**Passage given:**
####################

Tank Warfare!

Started by Tiffanator, September 05, 2007, 04:12:49 PM

Previous topic - Next topic

Tiger

 :) Tiff...Once you have cleaned your gas tank out completely, you can solder, weld, etc, or use chemical fillers such as J.B.Weld, etc, as you will be using POR_15 afterward's... 8) Done properly this will give you a sealed tank for life...('ish  ;) ). With the exterior sanded and rubbed down you can apply your paint with confidence. Keep going girl, your doing very well.

                                 8).......TIGER....... 8)
Life should NOT be a journey to the grave with the intention of arriving safely in an attractive and well-preserved body, but rather to skid in sideways, body thoroughly used up, totally worn out and screaming HOOOOYA lets go again baby !!!!!!

'82 Vision, Pearl Orange finish, lots of up-grades!!!

Tiffanator

Hi all.... sorry for the delay in posting, internet is down at work and I spent the whole day running a new cable to try to get internet back up.
Wow... lots to respond to. Um...
I'm thinking I will get my friend to weld it up for me. Being new at welding and working with thin metal like that I really don't want to blow more holes through it. Don't know what a Honda Accord or Explorer (Exploder HA! We used to call my mom's Explorer that) can do to the tank... probably get it stuck underneath and do thousands of dollars worth of damage. At least with my luck it would. I won't need the assistance though... cause seeing as how I'm not your run of the mill, pink nailpolish and 100s of high heels chick... My cage is a Chevy Silverado 2500HD with a Duramax diesel and Allison transmission sporting 33" tires. I think she can handle the tank if neccessary, I hit a concrete block with the tire one time and completely shattered the block.
Thanks for all the welding detail ironb12s. If I have to take this on myself I will probably be calling on you again for more advice. The JB I bought said on it that it could be used for gas tanks... I think. I made sure I got something that wouldn't dissolve the first time I put gas in it. Acetone, I don't know, I have wondered about that. Perhaps a visit to the JB website could help. I'll do that later.

####################

[A run of entries]

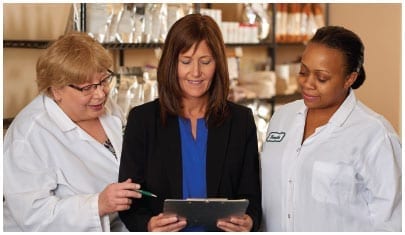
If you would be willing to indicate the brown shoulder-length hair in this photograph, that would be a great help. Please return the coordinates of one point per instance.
(72, 59)
(187, 31)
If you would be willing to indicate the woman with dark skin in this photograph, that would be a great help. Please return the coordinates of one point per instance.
(330, 163)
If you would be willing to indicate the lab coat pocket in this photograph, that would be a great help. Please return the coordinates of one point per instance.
(332, 182)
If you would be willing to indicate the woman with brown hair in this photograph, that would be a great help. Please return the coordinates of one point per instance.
(191, 142)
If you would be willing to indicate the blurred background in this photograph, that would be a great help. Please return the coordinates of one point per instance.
(264, 43)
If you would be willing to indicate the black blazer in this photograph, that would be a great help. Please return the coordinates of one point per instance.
(151, 156)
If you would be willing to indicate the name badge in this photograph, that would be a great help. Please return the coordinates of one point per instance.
(275, 137)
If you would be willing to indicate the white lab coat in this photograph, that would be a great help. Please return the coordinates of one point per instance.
(344, 177)
(54, 171)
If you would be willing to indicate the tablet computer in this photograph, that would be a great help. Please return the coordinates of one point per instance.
(205, 212)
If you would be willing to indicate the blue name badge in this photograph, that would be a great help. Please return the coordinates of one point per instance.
(275, 137)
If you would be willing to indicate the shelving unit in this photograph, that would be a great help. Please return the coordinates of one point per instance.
(270, 44)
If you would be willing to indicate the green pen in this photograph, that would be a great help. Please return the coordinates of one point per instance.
(146, 193)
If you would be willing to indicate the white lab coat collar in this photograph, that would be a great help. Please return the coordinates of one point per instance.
(56, 113)
(343, 112)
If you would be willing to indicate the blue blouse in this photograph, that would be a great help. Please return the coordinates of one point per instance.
(193, 152)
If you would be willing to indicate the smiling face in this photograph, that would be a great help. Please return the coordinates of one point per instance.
(196, 68)
(322, 78)
(80, 107)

####################

**Jobs:**
**a.** Answer these questions from the forum thread:
(i) What product does Tiger say will be used on the tank afterward?
(ii) What vehicle does Tiffanator call "My cage"?
(iii) Whom does Tiffanator thank for the welding detail?
**b.** Repeat the entries word for word, starting at the line that contains "If you would be willing to indicate the smiling" and continuing through the last line of the entries, both ends included.

**Completed exercise:**
**a.**
(i) POR_15
(ii) A Chevy Silverado 2500HD with a Duramax diesel and Allison transmission, sporting 33" tires
(iii) ironb12s

**b.**
If you would be willing to indicate the smiling face in this photograph, that would be a great help. Please return the coordinates of one point per instance.
(196, 68)
(322, 78)
(80, 107)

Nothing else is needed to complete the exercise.